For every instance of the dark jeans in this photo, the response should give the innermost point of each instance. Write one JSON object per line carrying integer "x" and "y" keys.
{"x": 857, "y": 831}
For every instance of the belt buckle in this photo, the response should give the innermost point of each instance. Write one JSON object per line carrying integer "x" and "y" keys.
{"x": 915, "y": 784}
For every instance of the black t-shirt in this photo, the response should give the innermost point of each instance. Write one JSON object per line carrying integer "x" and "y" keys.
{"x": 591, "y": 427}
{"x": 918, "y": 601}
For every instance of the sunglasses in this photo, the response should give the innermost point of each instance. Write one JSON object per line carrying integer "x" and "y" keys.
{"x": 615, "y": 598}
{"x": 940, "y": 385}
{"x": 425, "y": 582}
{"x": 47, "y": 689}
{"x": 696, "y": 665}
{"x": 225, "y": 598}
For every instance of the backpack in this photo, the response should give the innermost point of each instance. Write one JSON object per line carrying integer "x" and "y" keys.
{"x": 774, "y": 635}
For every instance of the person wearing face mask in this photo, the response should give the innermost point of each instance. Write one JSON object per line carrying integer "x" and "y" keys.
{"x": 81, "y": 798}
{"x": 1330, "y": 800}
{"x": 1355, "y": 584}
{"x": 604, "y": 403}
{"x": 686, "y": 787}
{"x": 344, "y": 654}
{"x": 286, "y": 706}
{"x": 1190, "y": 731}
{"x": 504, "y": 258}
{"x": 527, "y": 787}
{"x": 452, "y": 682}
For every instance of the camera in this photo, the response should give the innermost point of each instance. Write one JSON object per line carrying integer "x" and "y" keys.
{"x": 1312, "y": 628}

● **WHAT NEEDS TO BE DONE**
Repeat the entries word for word, from the line that contains "For every instance of the sunglasses" through the last line of the entries, including both of those lines.

● **EXERCISE ANSWER**
For every instance of the sunglasses in this photo, the response should give the innermost point of each instance. Write one JSON object per line carrying integer "x" and "y" keys.
{"x": 615, "y": 598}
{"x": 940, "y": 385}
{"x": 425, "y": 582}
{"x": 47, "y": 689}
{"x": 696, "y": 665}
{"x": 225, "y": 598}
For every instance of the backpack in this photo, the response should give the innermost point of each instance. Write one JSON object per line carrying integer "x" and "y" keys.
{"x": 774, "y": 635}
For every instance of the person wearing face mask in this photo, the response should give the innermost point of each instance. Write one JSON object per line carrying integer "x" and "y" keys.
{"x": 81, "y": 798}
{"x": 1330, "y": 800}
{"x": 1355, "y": 584}
{"x": 604, "y": 403}
{"x": 686, "y": 787}
{"x": 344, "y": 654}
{"x": 286, "y": 706}
{"x": 1190, "y": 731}
{"x": 504, "y": 258}
{"x": 527, "y": 787}
{"x": 452, "y": 682}
For every instance of the camera in this photo, the response should give the innermost point of each instance. Write one JSON object per line carrying integer "x" and "y" keys.
{"x": 1312, "y": 628}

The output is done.